If the pileus is detached from the stipe and placed on a paper, a spore print can be obtained showing radiant lines between the spore masses which represent the spaces between the gills. The spore print is of great help in identification of species.
The basidiospores are violently discharged by the ‘water bubble method’. The trajectory (path) of the released spores is a sporobola. Spores are shot horizontally up to the middle of the space between the gills which then fall down vertically.
The distance between the gills far exceeds the distance to which basidiospores are shot. Even a little tilt of 5° of the gills from the exact vertical position may obstruct the free downward fall of the spores. But this is not allowed to happen. The gills are positively geotropic and any deviation from the vertical position is immediately corrected by growth movements at the place of attachment of the gills with the pileus.
Family Lycoperdaceae:
Genus Lycoperdon (The Puff Ball):
The puff-balls are globose to pyriform in shape, depending upon the length of the stalk. These are found growing in pastures on ground in woods or on tree stumps. The basal part is sterile. When young, it is surrounded by fragile spines which soon fall off or get rubbed off.

**Questions on the material:**
1. In the passage on gill fungi and puffballs, by what method are the basidiospores discharged?
2. Proceed with the passage on gill fungi and puffballs, picking up right after its final sentence.
The records after this play no part in the passage on gill fungi and puffballs.

**Data extracts:**
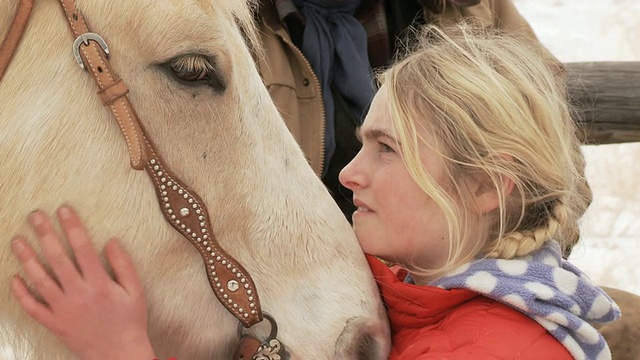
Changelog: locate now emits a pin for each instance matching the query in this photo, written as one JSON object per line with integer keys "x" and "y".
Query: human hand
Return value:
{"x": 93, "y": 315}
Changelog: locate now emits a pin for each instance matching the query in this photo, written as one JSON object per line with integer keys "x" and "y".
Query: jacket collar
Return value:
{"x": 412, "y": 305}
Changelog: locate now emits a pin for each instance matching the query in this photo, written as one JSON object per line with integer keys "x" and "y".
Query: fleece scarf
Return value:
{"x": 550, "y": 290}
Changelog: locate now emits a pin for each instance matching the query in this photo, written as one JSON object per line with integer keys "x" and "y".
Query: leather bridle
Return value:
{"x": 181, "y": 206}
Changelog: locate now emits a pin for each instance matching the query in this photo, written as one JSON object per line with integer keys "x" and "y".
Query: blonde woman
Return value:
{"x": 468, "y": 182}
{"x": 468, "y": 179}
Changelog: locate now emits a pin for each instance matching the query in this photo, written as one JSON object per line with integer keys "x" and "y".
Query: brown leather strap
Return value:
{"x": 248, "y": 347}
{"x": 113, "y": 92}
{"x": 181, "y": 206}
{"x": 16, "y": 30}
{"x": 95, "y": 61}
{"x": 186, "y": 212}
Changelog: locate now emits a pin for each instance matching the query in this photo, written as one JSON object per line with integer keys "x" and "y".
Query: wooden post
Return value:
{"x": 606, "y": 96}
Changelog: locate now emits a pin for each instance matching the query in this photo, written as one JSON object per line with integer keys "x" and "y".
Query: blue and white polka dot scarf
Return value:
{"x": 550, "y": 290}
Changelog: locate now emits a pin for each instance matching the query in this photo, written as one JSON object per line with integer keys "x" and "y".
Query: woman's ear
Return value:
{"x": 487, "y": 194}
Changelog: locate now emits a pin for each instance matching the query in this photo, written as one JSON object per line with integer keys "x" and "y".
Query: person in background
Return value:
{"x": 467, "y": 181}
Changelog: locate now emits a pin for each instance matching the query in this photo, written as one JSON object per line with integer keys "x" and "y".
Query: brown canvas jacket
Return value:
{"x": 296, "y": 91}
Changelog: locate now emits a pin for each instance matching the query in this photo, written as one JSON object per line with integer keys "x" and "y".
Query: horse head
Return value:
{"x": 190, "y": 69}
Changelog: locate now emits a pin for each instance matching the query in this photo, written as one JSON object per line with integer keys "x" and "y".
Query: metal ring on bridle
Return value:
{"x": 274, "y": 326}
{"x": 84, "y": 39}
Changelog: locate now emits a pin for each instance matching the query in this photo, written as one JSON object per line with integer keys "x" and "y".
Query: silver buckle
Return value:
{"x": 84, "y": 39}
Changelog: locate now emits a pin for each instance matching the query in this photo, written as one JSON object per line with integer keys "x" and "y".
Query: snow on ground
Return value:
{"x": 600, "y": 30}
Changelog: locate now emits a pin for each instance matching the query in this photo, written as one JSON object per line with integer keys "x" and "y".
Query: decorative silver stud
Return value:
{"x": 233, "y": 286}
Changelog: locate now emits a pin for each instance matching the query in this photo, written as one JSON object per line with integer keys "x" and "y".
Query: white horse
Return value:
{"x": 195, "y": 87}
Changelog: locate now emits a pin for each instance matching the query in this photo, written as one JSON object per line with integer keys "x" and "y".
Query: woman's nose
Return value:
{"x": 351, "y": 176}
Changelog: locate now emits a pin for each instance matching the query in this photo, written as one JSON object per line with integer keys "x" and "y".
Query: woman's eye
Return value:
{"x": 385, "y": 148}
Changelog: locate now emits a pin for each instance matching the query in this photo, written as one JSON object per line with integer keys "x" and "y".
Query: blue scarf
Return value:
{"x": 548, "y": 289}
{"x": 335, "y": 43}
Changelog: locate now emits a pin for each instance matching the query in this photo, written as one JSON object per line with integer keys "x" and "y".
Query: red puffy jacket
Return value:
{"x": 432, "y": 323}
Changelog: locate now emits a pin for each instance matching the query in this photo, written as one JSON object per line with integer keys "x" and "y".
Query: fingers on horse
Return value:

**Replies:**
1. By the "water bubble method."

2.
The outer layer of the peridium withers and a pore is formed on the inner membrane at the top of the fruiting body. This membrane acts like a bellows, puffing out spores through the pore when some object strikes the membrane. The fertile portion, gleba, is of lacunose type, i.e., consists of cavities, each lined with a hymenium. All the species are edible.
The order has 3 families. We shall study the family Geastraceae to which belongs the genus Geastrum, the ‘earth star’. (The family, along with Lycoperdaceae was put under order Lycoperdales, which is now derecognized.)
Genus Geastrum:
The earth stars differ from the ‘puff-balls in that the outer peridium splits radially and opens out like rays of a star. Such fruit bodies lying on the ground gave the name ‘earth star’. A pore is formed on the inner peridium at the top .The spores are released through this pore.
The order includes the polypores, the bracket and shelf fungi that cause severe damage, especially to forest trees. There are 6 families. We shall study genus Polyporus of the family Polyporaceae.
Genus Polyporus:
This is the largest genus of Polyporaceae and its several species are important wood-rotting fungi. P. sulphurens causes wood rot of oaks and other trees; P. squamosus causes ‘heart-rot’ of a number of forest trees; P. betulinus causes ‘heart-rot’ of birch trees. Destruction of the heart wood makes the trees hollow which eventually die. Some, for example, Polyporus schweinitzii, attack the lower part of the trunk and the roots (butt-end rot), making the trees liable to snap off in gales.
The mycelium ramifies within the substratum. It consists of septate dikaryotic hyphae which usually show clamp connections. The fruiting body (the basidioma or sporophore) develops as a laterally-stalked, fan- shaped, bracket which may be 20 to 40 cm in diameter and 2 to 3 cm thick. A vertical section of the basidioma shows the following zones – (a) pileus surface, (b) context, (c) tube layer, (d) pore surface and (e) hymenium.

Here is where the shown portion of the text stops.